## DOCUMENT EXCERPT
++++++++

Back to AtD. Music of the Spheres-- Not
Paul Mackin
mackin.paul at verizon.net
Wed Jul 25 19:08:50 CDT 2012
On 7/25/2012 7:16 PM, Phillip Greenlief wrote:
> Thanks, Philip. Good, thorough explanation.
>>
>> Maybe you could comment on something else. if, in the Medieval
>> Lydian, the #4 was often avoided even though proper to the mode
>> (the devil thing of the AtD passage), does this mean that the
>> unsharped 4 would also have to be avoided in order to keep the
>> composition from dropping out of the mode. In other words, what's
>> the without which nothing to qualify for Lydian?
>>
>> P
>>
>
> thanks, paul.
>
> let me begin by clarifying that when i say this note was "banned", i'm
> talking about church music in europe ... as most of you probably know,
> the central focus of composers before the baroque period was composing
> music for church services .. sure, there were lots of pithy little
> madrigals and fanfares for the royal courts, but most euro composers
> like frescobaldi, lasso, josquin, and the rest were mainly focused on
> writng mass and motets ... for the church.

++++++++

## MATERIAL SUPPLIED

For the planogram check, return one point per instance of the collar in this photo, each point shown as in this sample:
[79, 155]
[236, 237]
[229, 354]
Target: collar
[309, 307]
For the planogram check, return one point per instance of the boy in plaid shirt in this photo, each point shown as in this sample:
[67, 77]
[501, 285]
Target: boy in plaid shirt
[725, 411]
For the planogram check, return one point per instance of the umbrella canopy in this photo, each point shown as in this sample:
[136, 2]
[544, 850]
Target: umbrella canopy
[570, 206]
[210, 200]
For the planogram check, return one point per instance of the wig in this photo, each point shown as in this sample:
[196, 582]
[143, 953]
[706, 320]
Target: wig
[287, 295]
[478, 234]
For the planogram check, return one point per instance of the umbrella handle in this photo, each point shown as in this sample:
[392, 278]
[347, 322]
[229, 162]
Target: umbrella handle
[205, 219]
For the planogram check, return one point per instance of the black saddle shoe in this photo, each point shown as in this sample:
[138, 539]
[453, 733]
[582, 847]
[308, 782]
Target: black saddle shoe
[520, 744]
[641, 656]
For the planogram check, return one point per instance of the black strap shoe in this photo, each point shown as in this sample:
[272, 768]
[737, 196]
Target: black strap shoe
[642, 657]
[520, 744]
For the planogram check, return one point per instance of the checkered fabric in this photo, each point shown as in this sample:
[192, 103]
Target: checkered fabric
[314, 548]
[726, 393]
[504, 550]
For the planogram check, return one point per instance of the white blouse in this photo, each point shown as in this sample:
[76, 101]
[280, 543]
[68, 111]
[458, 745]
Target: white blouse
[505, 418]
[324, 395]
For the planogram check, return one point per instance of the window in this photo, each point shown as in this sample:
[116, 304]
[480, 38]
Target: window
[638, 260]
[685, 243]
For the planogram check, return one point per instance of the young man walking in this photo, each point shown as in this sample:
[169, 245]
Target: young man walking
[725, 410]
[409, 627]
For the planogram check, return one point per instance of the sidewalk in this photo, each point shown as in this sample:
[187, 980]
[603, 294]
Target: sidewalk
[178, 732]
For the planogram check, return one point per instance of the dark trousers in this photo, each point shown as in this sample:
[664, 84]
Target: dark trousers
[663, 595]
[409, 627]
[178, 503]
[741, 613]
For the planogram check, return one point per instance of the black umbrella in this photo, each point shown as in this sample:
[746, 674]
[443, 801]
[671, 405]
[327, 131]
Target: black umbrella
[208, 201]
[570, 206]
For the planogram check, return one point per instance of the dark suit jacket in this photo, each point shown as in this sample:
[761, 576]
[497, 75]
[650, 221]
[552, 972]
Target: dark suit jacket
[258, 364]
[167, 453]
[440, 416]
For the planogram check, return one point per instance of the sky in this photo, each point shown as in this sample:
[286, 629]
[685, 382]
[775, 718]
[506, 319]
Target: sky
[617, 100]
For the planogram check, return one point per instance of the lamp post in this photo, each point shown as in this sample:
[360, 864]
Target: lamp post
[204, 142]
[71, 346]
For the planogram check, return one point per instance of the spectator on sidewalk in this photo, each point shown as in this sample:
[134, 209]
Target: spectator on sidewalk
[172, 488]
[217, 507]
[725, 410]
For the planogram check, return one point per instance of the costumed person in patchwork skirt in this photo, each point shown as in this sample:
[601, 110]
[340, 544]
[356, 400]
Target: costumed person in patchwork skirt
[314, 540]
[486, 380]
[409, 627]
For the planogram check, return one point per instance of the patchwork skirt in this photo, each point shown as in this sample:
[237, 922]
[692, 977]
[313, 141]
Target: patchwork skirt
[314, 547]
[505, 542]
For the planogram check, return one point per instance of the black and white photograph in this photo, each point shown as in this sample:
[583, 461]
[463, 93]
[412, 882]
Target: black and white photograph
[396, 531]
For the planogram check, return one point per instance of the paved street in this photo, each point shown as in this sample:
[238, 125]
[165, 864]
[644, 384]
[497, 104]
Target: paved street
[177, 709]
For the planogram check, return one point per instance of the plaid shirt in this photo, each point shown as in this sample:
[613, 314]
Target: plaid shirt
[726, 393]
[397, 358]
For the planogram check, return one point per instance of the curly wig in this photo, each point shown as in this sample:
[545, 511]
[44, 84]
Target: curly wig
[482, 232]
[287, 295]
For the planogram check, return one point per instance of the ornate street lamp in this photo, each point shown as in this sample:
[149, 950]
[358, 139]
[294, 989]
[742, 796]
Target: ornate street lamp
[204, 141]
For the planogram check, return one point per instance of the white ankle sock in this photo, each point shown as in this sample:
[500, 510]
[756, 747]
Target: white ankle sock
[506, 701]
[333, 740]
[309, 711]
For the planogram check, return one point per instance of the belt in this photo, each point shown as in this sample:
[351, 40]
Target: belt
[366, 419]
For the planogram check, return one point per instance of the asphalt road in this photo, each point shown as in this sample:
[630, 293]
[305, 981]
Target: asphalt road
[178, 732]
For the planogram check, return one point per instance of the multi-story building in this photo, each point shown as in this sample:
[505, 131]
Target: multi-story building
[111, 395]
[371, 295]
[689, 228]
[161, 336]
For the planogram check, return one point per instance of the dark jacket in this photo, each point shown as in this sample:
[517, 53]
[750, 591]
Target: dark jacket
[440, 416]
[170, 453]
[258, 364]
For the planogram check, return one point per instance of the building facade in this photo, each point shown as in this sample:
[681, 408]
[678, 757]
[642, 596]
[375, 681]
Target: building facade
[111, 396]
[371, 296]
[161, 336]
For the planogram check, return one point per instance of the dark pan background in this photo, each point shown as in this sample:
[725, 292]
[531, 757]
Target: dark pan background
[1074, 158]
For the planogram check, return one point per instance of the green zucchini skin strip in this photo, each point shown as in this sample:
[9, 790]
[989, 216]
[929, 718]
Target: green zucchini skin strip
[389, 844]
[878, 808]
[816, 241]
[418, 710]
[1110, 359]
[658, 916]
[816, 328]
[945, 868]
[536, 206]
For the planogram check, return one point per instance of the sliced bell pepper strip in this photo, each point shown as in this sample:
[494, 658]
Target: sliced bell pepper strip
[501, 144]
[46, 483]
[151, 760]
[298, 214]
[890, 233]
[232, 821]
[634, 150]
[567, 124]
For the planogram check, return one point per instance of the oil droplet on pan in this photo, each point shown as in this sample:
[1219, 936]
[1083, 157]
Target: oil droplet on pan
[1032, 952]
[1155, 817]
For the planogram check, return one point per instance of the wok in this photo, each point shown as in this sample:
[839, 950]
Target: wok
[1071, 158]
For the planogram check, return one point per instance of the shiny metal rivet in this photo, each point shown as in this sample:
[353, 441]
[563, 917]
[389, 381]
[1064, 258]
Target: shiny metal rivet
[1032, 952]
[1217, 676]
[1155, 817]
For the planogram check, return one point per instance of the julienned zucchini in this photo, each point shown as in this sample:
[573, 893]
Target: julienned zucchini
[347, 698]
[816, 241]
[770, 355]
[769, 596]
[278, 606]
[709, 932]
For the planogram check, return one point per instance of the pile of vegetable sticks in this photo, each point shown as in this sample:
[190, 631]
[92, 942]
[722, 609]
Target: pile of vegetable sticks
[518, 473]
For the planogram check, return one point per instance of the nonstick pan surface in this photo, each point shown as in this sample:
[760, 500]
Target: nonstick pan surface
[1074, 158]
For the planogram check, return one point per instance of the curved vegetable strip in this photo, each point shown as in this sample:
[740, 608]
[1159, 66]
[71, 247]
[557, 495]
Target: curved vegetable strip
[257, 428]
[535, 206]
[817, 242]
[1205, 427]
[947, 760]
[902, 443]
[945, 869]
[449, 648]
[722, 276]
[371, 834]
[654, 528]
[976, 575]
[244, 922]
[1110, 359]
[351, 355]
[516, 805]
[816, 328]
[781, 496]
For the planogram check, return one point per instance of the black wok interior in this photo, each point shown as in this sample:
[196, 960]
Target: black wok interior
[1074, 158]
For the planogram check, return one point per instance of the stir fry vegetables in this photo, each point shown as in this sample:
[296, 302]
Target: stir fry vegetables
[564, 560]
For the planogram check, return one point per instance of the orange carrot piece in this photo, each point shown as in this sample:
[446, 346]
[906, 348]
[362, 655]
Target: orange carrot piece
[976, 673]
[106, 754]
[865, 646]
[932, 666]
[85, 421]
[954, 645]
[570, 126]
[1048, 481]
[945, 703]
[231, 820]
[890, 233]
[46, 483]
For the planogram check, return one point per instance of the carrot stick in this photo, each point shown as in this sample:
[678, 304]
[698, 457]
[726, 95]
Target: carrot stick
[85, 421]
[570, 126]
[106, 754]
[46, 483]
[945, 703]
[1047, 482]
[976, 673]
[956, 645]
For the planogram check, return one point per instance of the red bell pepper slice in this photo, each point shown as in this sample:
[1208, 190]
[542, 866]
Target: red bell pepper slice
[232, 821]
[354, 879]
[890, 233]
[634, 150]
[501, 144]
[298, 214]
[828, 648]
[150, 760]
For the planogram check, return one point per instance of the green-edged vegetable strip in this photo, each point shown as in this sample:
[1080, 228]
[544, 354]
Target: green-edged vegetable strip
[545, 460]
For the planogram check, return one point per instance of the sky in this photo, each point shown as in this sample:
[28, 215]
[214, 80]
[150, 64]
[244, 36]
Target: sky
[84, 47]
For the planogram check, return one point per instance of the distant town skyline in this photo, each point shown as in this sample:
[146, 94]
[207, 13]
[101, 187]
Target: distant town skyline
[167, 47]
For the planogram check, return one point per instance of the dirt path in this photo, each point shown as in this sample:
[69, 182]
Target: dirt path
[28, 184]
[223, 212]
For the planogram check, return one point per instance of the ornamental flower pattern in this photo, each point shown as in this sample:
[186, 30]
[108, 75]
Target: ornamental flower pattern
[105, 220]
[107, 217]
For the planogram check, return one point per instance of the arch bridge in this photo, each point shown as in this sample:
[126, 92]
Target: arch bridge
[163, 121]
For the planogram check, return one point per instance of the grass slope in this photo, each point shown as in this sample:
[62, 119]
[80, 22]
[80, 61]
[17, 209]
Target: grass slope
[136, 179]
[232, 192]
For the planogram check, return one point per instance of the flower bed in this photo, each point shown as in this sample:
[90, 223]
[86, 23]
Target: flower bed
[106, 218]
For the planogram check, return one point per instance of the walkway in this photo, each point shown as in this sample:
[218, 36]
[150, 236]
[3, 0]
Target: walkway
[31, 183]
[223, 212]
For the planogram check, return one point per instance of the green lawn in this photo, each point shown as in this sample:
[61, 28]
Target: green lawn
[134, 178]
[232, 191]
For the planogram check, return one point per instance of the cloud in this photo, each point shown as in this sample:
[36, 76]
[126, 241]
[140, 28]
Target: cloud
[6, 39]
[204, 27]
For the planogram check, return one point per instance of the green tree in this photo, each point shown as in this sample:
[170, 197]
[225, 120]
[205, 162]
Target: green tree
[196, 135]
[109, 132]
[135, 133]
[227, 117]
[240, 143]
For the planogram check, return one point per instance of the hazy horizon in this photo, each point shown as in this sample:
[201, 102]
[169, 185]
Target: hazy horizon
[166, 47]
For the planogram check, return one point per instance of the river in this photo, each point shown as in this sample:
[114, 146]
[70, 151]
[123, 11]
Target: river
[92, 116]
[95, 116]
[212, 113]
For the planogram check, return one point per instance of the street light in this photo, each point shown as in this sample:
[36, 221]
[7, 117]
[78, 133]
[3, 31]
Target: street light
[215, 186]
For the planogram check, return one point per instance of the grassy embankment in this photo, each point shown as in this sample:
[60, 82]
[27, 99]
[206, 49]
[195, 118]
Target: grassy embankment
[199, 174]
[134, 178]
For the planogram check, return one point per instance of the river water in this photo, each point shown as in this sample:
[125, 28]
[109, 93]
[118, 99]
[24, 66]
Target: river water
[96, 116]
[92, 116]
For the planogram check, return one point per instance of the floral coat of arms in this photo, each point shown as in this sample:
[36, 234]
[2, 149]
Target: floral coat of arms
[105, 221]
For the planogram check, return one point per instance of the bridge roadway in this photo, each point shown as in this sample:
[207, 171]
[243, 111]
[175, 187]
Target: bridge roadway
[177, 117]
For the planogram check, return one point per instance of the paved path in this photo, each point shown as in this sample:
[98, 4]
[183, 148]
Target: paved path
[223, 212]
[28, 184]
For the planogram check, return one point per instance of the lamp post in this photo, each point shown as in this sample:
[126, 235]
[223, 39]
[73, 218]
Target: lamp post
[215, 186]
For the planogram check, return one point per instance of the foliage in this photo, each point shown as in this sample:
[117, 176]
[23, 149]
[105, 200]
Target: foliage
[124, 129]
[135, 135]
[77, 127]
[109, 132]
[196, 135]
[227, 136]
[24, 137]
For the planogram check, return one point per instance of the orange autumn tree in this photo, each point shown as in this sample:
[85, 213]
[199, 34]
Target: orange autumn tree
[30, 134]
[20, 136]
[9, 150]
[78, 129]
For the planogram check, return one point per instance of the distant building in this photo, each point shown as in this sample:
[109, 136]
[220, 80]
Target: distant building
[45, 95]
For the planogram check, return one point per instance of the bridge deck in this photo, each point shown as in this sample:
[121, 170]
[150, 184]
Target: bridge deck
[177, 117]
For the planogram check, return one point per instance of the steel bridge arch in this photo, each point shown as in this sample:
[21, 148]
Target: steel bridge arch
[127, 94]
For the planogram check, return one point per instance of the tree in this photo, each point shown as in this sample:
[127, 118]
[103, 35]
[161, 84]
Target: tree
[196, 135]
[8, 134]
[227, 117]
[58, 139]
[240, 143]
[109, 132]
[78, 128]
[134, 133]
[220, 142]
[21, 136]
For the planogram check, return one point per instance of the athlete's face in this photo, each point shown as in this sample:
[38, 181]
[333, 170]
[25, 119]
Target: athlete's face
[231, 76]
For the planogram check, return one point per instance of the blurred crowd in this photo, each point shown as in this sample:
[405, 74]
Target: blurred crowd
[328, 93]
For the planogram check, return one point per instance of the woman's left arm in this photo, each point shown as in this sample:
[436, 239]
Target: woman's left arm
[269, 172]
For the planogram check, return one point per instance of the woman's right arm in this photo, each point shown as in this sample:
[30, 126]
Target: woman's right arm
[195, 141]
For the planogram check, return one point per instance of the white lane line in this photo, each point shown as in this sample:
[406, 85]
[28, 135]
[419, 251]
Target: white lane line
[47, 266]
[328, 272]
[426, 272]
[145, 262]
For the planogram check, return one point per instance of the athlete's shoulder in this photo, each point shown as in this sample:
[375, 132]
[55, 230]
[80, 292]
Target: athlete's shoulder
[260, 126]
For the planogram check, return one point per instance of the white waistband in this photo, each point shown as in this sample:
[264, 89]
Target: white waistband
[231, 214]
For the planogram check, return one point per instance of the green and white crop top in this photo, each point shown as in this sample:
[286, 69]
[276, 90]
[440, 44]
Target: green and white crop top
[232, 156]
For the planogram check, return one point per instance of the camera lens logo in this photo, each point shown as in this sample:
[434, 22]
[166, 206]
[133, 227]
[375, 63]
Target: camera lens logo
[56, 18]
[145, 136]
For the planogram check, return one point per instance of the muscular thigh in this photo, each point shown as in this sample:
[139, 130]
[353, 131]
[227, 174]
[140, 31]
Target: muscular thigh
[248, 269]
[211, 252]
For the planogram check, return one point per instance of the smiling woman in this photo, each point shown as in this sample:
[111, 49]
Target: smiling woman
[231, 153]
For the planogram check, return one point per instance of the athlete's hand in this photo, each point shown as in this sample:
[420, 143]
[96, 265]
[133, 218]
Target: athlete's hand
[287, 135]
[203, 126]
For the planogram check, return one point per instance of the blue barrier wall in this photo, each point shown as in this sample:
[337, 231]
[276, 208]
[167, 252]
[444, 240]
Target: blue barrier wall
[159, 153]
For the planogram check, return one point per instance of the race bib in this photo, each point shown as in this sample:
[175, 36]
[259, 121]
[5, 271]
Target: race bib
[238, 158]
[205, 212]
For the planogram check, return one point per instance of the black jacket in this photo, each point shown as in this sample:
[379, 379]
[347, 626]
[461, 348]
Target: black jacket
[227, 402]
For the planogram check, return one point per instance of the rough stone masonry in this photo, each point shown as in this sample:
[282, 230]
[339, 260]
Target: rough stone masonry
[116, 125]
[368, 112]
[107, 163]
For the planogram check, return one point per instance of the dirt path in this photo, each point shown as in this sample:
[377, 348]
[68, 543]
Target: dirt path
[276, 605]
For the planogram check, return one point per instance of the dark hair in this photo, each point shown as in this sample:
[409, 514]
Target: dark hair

++++++++

## GOAL
Extend the Lydian mode post, picking up right after its last sentence. The listing has no connection to the Lydian mode post.

## SOLVED EXERCISE
>
> but india, japan, and many other countries? different scales,
> diiferent systems of organizing tonal material, different cultural
> aesthetics.
>
> in other words, outside of europe this particular note (the tritone,
> or #4, b5) was used in abundance ...
>
> back to your question, if you "unsharp" the 4, then you are left with
> a major scale ... which was used frequently.
>
> a lot of the medeival composers were using something that today is
> termed "modal counterpoint)" ... so these modes were in use and gave
> flavor to the music.
>
> the truth is, we speculate quite a lot when we discuss this. musica
> ficta is the first known "textbook" on tonal harmony, and that text
> doesn't arrive until the end of the rennaissance, beginning of the
> baroque period. even early music specialists (must) admit that they
> are interpreting scores from medeival and rennaissance composers. this
> is especially true when you talk about the music of ancient greece ...
> you see recordings of ancient greek compositions, but what you don't
> really see is a statement from the performers admitting that they are
> guessing what these ancient texts (scores) really mean.
Thanks, Phillip. Fascinating subject.
P
-------------- next part --------------
An HTML attachment was scrubbed...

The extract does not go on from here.